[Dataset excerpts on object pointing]

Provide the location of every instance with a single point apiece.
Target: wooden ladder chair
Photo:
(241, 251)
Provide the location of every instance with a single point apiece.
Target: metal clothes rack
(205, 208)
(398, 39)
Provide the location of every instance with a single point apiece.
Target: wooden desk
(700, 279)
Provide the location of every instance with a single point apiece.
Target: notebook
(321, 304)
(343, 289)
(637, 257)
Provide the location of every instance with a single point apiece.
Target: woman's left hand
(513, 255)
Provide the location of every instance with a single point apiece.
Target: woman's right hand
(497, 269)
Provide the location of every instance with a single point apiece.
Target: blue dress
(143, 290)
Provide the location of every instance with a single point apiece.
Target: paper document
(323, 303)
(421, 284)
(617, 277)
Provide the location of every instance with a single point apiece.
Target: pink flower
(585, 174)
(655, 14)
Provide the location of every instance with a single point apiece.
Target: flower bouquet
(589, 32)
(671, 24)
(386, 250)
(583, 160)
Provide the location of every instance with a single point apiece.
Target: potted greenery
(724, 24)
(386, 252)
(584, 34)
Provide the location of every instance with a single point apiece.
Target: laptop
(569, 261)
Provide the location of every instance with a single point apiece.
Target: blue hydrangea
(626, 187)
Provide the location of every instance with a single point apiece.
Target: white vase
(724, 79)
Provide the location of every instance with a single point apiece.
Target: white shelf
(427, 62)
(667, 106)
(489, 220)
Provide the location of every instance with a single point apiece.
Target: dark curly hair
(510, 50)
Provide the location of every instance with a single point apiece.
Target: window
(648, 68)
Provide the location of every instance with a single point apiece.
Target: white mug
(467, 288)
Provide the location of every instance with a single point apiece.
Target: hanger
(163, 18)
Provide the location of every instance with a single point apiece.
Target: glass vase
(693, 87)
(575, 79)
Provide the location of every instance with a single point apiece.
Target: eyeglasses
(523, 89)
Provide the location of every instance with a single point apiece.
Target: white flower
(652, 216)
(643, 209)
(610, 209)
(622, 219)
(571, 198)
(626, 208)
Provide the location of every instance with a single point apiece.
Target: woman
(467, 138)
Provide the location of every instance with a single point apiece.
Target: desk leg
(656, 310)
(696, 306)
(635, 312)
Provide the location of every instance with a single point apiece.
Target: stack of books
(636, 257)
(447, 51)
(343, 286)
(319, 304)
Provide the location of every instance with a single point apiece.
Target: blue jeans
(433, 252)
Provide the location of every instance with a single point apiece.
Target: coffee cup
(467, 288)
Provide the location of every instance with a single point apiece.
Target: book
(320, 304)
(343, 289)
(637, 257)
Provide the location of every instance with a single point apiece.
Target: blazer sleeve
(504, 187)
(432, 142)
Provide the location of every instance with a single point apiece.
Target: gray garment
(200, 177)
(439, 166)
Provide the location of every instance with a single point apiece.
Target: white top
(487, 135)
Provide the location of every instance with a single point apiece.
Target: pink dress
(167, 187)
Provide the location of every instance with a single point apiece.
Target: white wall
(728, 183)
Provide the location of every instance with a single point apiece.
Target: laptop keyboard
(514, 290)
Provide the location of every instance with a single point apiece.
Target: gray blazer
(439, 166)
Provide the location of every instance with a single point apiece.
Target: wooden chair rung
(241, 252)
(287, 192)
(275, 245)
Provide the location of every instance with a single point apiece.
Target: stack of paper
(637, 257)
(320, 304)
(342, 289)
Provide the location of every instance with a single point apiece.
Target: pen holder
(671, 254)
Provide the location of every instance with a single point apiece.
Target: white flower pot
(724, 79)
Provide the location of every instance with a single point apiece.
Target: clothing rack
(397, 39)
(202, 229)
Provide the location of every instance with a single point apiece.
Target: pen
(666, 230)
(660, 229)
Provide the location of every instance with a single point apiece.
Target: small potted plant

DO THIS:
Transcribe every record above exactly as it appears.

EXERCISE OUTPUT:
Provide the location of every instance with a single point apiece.
Target: wooden ladder chair
Photo:
(241, 251)
Provide the location of every instance with a single point apiece.
Target: metal clothes rack
(205, 208)
(398, 39)
Provide the location of every instance with a single point apiece.
Target: wooden desk
(700, 279)
Provide the location of every instance with a single point apiece.
Target: notebook
(321, 304)
(343, 289)
(637, 257)
Provide the location of every instance with a single point apiece.
Target: woman's left hand
(513, 255)
Provide the location of every instance with a single point apiece.
Target: woman's right hand
(497, 269)
Provide the location of every instance with a single point apiece.
Target: blue dress
(143, 290)
Provide the location of every instance with a single point apiece.
Target: paper document
(323, 303)
(421, 284)
(617, 277)
Provide the location of every instance with a single point apiece.
Target: pink flower
(585, 174)
(655, 14)
Provide the location of every instance with a single point apiece.
Target: flower bouquet
(589, 32)
(671, 24)
(386, 250)
(583, 160)
Provide the location of every instance with a single point apiece.
Target: potted greenery
(724, 24)
(386, 252)
(584, 34)
Provide the location of every instance with a single point apiece.
Target: laptop
(569, 261)
Provide the location of every instance with a single point apiece.
Target: blue hydrangea
(626, 187)
Provide the location of every instance with a single point apiece.
Target: white vase
(724, 79)
Provide the location of every instance with a single point apiece.
Target: white shelf
(427, 62)
(667, 106)
(489, 220)
Provide the location of every instance with a single point apiece.
Target: dark curly hair
(510, 50)
Provide the location of every instance with a single point apiece.
Target: window
(648, 68)
Provide the location of every instance with a single point apiece.
Target: white mug
(467, 288)
Provide the location of every instance with a single point apiece.
Target: hanger
(163, 18)
Provide the location of every instance with a single point apiece.
Target: glass vase
(693, 87)
(575, 79)
Provide the location of every instance with a single point apiece.
Target: eyeglasses
(523, 89)
Provide the location of every instance with a single point apiece.
Target: white flower
(652, 216)
(643, 209)
(610, 209)
(622, 219)
(571, 198)
(626, 208)
Provide the location of every instance with a single point apiece.
Target: woman
(467, 138)
Provide the location of every instance with a single point apiece.
Target: desk leg
(656, 310)
(696, 306)
(635, 312)
Provide the location of every instance with a single point apiece.
Target: stack of books
(636, 257)
(447, 51)
(343, 286)
(319, 304)
Provide the location of every instance with a single point apiece.
Target: blue jeans
(433, 252)
Provide the location of every instance with a single point apiece.
Target: coffee cup
(467, 288)
Provide the location of every instance with a single point apiece.
Target: book
(320, 304)
(343, 289)
(637, 257)
Provide the location of every instance with a single point apiece.
Target: blazer sleeve
(504, 187)
(432, 142)
Provide the location of every instance with a single point apiece.
Target: gray garment
(200, 177)
(439, 166)
Provide the location of every instance with a single point apiece.
Target: white top
(487, 135)
Provide the location of every instance with a single point apiece.
Target: pink dress
(167, 187)
Provide the location of every instance with a single point apiece.
Target: white wall
(728, 183)
Provide the location of every instance with a single point apiece.
Target: laptop keyboard
(514, 290)
Provide the location of every instance with a single point apiece.
Target: gray blazer
(439, 166)
Provide the location of every instance with a single point apiece.
Target: wooden chair rung
(241, 252)
(287, 192)
(275, 245)
Provide the location of every instance with a single point apiece.
Target: stack of paper
(637, 257)
(320, 304)
(342, 289)
Provide the location of every instance with a single point apiece.
Target: pen holder
(671, 254)
Provide the location of every instance with a single point apiece.
Target: white flower pot
(724, 79)
Provide the location of every instance with a single point apiece.
Target: clothing rack
(397, 39)
(202, 229)
Provide the location of every instance with a single point apiece.
Target: pen
(666, 230)
(660, 229)
Provide the location of every instance with a single point apiece.
Target: small potted plant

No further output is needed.